(Beginning of Exercise passage)
Saturday, November 17, 2007
Determinism2.0
So the move towards a consumer-based form of genetic profiling continues...
The New York Times has a story today about companies that will, for a fee, provide the genetic equivalent of a personal tarot card reading, providing a genetic answer to your nagging questions about why you don't like brussel sprouts. But, of course, more serious questions are in the cards, like your predisposition to breast cancer or arthritis. While the author does briefly remind us that genetics isn't definitive proof of very much (literally in one sentence), she spends the rest of the entire article discussing how it might as well be.
I have just finished reading about a group in the San Francisco Bay area called the
Toxic Links Coalition who has been actively working to put the environmental causes of cancer more on the front burner in a time when "prevention" of breast cancer really means detection, through mammograms and genetic screening.
(End of Exercise passage)
(Beginning of Data records)
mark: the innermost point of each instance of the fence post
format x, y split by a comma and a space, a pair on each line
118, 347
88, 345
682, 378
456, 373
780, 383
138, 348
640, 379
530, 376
(End of Data records)
Exercise tasks:
1 - Answer the following questions using the blog post about genetic profiling.
(a) Which newspaper ran the story about companies offering genetic profiling for a fee?
(b) In what area is the Toxic Links Coalition based?
(c) According to the blog post about genetic profiling, what does "prevention" of breast cancer really mean at present?
2 - Rewrite everything from "The New York" down to "as well be." in the blog post about genetic profiling, swapping "tarot card reading" for "horoscope".
3 - Carry on the blog post about genetic profiling from the point at which it stops.

Responses per task:
1 -
(a) The New York Times
(b) The San Francisco Bay area
(c) Detection, through mammograms and genetic screening

2 -
The New York Times has a story today about companies that will, for a fee, provide the genetic equivalent of a personal horoscope, providing a genetic answer to your nagging questions about why you don't like brussel sprouts. But, of course, more serious questions are in the cards, like your predisposition to breast cancer or arthritis. While the author does briefly remind us that genetics isn't definitive proof of very much (literally in one sentence), she spends the rest of the entire article discussing how it might as well be.

3 -
In such a context, this move to consumer genetic profiling is very disturbing indeed. We are on the cusp of what could be called Eugenics2.0... just as we now subject ourselves to data-surveillance in exchange for easy-to-use, networked communications tools, we can see the same happening with our genetic data. Many of us would likely supply our genetic code to corporations in exchange for knowledge about predispositions to cancer and genealogical information. And in effect, we create genetic "gated communities" where those with resources use such test results to get medicalized treatments (what else is the point of knowing if you're likely to get cancer?), while further privatizing medicine and removing any responsibility for the creation of toxic environments, leaving those without access to the testing/treatments to suffer the consequences.